→ **原文**
= = = = =

読者の皆様、初めまして本作をお取りいただきありがとうございます。

マンガからいらっしゃった読者の皆様、原作を調べてくださり感謝いたします。

また既にお読みいただいている読者の皆様、いつもご愛読いただきありがとうございます。


2023年の年末にワクチンの副作用は、初回接種から三年目からが本番だと言う事実を制作会社の元副社長が公表していると知り、ひたすら生き延びる為に調べ物をしておりました。


気になる方はぜひ調べてみてください。


また身近にまだ受けられている方がいるならば止めてあげてください。


回数を重ねるほどに重体化すると各分野から発表がありますが、いまだに接種を推奨しているところが沢山あります。


受けて貰えなくなると、接種した本人では無く、接種して貰えなければ人〇削減を遂行できなくて困るエライ人がいるからです。


ですからお金を積んでテレビでは放送されないように内緒にしています。


海外ではもう常識とされている内容ですが、みなさん知っていましたか?


お医者さんが言っていたから、政治家が大丈夫だと言っていたからと、信じて受けてしまった方は私や私の家族だけではないでしょう。


読者様や周りの人達にも多いのではないでしょうか。


最近、救急車で運ばれる方が多い、今現在体調を崩している、身体に違和感がある、亡くなる方が増えたと感じる方はいませんか?


私の話が嘘だと思う方はそのままで構いません。

= = = = =

→ **データ**
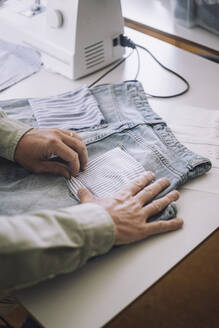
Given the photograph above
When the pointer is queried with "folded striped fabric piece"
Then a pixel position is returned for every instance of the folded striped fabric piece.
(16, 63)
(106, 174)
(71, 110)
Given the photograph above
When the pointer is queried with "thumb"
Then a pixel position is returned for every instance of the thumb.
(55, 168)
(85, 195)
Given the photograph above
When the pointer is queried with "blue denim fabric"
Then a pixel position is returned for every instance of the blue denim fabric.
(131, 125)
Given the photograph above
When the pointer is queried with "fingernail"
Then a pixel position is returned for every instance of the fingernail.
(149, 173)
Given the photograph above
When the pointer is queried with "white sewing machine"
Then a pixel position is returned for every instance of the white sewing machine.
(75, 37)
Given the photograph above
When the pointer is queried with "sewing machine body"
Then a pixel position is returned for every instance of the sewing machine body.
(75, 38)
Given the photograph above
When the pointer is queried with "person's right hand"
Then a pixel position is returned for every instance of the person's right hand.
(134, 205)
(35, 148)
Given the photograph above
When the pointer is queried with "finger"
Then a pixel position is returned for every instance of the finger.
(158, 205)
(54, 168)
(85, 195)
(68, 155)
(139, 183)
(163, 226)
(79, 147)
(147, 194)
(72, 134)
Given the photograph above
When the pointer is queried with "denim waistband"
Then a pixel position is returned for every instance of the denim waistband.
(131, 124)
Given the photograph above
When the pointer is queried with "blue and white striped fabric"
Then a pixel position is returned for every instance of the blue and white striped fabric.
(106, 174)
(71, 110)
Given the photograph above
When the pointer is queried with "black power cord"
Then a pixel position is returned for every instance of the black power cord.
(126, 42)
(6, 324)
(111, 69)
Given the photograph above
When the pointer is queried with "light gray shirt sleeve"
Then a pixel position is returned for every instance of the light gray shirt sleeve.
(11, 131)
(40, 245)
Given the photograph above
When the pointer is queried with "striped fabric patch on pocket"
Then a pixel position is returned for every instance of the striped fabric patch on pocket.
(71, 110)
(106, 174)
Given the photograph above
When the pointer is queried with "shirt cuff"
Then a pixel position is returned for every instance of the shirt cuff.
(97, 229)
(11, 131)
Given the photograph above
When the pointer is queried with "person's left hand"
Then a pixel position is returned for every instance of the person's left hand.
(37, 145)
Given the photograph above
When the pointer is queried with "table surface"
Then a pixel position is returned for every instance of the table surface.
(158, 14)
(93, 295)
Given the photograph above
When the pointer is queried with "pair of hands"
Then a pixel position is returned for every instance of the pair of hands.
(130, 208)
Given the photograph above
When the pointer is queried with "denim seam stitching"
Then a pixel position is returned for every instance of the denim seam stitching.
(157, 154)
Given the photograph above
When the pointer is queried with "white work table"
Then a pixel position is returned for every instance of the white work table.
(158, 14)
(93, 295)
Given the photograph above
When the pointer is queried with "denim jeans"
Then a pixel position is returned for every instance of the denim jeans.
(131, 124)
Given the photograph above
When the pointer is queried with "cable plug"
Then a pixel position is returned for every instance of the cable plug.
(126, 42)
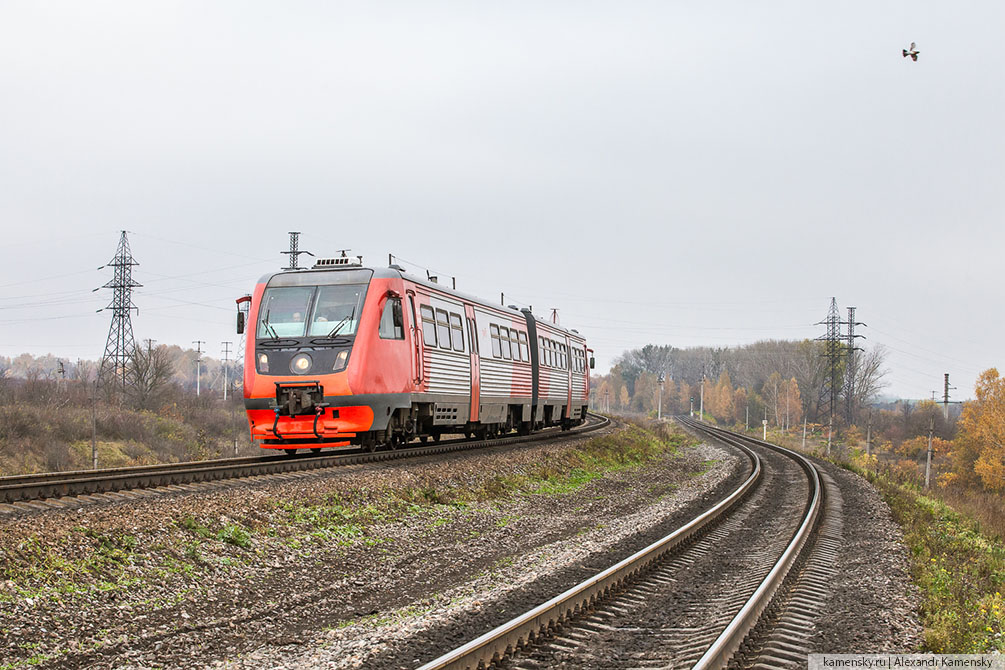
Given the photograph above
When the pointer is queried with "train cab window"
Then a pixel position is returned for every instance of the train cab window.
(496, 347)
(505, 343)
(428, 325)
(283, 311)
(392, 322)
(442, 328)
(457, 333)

= = = = =

→ **練習問題**
[1] 原文によると、筆者はマンガから来た読者に対して何について感謝しているか。
[2] 原文のうち、「また身近にまだ受けられている方がいるならば止めてあげてください。」を含む語句で始まり「海外ではもう常識とされている内容ですが、みなさん知っていましたか?」で終わる部分を、一字も変えずに書き出せ。

→ **解答**
[1] 原作を調べてくれたことに感謝している。

[2]
また身近にまだ受けられている方がいるならば止めてあげてください。


回数を重ねるほどに重体化すると各分野から発表がありますが、いまだに接種を推奨しているところが沢山あります。


受けて貰えなくなると、接種した本人では無く、接種して貰えなければ人〇削減を遂行できなくて困るエライ人がいるからです。


ですからお金を積んでテレビでは放送されないように内緒にしています。


海外ではもう常識とされている内容ですが、みなさん知っていましたか?